:: TEXTAUSZUG ::

****

Eine abweichende Stimme
Der dritte Rechtsanwalt, der philippinische Jurist und frühere Senator Ambrosio Padilla, vertrat die Auffassung, daß die aktive Sterbehilfe in jedem Fall verkehrt sei. Er erklärte, daß die Forderung eines Patienten auf Erlösung, ganz gleich, in welchem körperlichen Zustand er sich befinde, soviel wie Selbstmord sei. Wenn der Tod ohne Einwilligung des Patienten herbeigeführt werde, so sei das Totschlag, sagte Padilla. Er vertrat den Standpunkt, daß das Leben eine Gabe Gottes ist und daß der Mensch kein Recht hat, es zu vernichten. Nach Padillas Meinung würde man „Gott spielen“, wenn man es auf sich nähme, das Leben eines Menschen zu beendigen.

****

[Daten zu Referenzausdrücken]
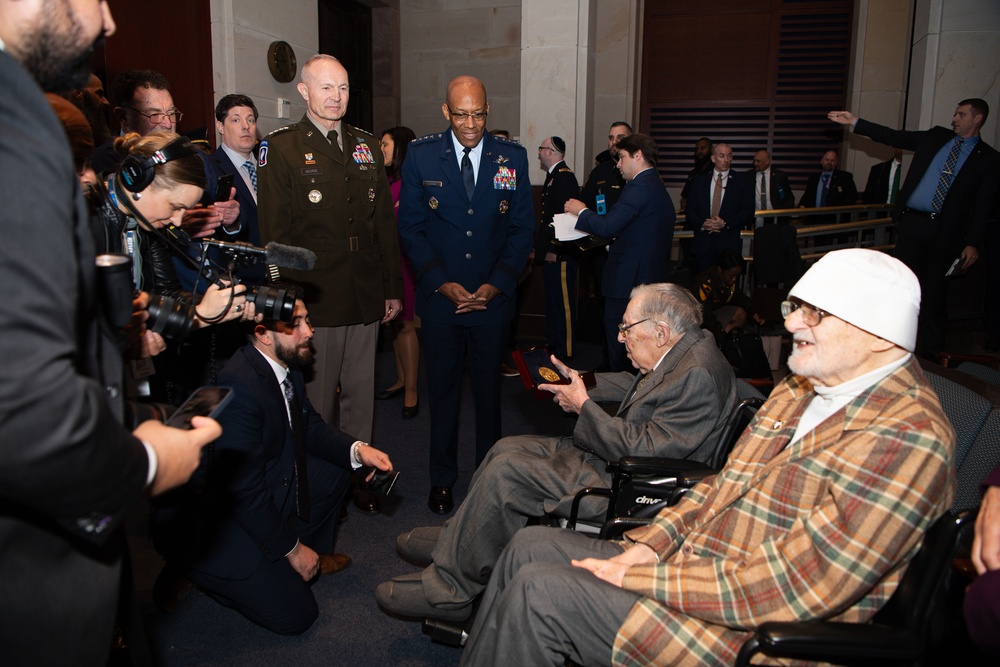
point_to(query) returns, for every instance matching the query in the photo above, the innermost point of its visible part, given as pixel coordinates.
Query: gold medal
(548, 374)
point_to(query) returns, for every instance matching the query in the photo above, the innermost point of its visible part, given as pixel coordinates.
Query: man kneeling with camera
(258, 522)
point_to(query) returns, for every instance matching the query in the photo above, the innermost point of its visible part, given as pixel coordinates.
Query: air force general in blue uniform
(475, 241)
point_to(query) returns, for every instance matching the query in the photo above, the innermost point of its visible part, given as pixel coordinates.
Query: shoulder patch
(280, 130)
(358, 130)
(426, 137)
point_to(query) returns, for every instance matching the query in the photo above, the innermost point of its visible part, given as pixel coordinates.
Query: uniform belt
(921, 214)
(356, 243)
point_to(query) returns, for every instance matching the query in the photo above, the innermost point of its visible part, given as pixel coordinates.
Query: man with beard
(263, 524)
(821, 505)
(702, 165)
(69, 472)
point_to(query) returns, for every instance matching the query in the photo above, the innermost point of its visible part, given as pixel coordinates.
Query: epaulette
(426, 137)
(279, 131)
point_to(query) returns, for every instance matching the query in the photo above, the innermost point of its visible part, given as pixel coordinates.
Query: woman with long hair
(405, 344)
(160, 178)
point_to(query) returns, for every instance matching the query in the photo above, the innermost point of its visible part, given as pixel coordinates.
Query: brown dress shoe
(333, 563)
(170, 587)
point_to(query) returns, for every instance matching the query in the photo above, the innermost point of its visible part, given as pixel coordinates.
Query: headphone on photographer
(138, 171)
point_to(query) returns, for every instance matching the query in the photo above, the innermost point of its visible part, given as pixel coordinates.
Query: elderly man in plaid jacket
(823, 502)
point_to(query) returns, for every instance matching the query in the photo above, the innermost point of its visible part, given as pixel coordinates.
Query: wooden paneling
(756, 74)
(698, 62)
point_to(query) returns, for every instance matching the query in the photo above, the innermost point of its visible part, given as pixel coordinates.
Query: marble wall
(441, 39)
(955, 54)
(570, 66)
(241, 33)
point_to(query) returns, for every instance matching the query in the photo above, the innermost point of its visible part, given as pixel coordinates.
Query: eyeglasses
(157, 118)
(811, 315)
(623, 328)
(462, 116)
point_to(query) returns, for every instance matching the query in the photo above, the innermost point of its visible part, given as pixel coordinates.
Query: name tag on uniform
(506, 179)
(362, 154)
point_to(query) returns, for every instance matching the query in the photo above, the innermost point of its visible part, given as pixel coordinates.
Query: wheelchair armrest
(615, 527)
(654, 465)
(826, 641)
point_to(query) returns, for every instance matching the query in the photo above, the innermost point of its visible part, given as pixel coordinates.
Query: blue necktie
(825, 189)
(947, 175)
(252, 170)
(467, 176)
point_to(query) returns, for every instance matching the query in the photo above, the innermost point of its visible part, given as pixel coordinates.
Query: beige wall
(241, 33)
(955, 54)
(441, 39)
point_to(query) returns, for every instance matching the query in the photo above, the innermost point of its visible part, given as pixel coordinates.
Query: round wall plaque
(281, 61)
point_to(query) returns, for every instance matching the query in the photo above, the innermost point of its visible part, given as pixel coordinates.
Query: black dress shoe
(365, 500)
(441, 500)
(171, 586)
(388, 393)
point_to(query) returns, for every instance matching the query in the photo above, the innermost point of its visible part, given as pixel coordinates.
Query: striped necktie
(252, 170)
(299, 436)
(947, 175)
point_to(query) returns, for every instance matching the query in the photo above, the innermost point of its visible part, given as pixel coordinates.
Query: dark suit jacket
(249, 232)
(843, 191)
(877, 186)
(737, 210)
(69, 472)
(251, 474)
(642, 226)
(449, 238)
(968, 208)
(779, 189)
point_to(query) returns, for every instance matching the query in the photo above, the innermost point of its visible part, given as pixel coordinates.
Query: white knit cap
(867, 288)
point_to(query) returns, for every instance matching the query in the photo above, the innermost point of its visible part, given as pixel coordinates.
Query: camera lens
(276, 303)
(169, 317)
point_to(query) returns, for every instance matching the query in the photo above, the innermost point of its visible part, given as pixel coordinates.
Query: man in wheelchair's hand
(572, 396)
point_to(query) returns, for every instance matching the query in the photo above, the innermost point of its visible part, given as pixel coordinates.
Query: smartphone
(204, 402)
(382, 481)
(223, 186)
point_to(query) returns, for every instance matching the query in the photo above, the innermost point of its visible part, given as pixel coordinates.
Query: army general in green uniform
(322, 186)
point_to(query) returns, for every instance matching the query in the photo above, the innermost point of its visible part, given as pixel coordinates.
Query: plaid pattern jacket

****

:: AUFGABENSTELLUNG ::
Schreiben Sie bitte aus dem Textauszug über Sterbehilfe den Abschnitt von „Eine abweichende Stimme“ bis „Menschen zu beendigen.“ wortgetreu ab. Die Einträge stammen aus einer anderen Quelle.

:: ANTWORTFELD ::
Eine abweichende Stimme
Der dritte Rechtsanwalt, der philippinische Jurist und frühere Senator Ambrosio Padilla, vertrat die Auffassung, daß die aktive Sterbehilfe in jedem Fall verkehrt sei. Er erklärte, daß die Forderung eines Patienten auf Erlösung, ganz gleich, in welchem körperlichen Zustand er sich befinde, soviel wie Selbstmord sei. Wenn der Tod ohne Einwilligung des Patienten herbeigeführt werde, so sei das Totschlag, sagte Padilla. Er vertrat den Standpunkt, daß das Leben eine Gabe Gottes ist und daß der Mensch kein Recht hat, es zu vernichten. Nach Padillas Meinung würde man „Gott spielen“, wenn man es auf sich nähme, das Leben eines Menschen zu beendigen.